Exercise: What you print must match the data line for line.
Available data START
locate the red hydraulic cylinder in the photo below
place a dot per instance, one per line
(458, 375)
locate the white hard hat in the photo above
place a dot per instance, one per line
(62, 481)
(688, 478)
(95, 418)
Available data END
Solution to this task:
locate the red hydraulic cylinder in the photo below
place a dot per instance, one per line
(458, 375)
locate the white hard hat in the photo above
place a dot per instance, one per line
(62, 481)
(688, 478)
(95, 418)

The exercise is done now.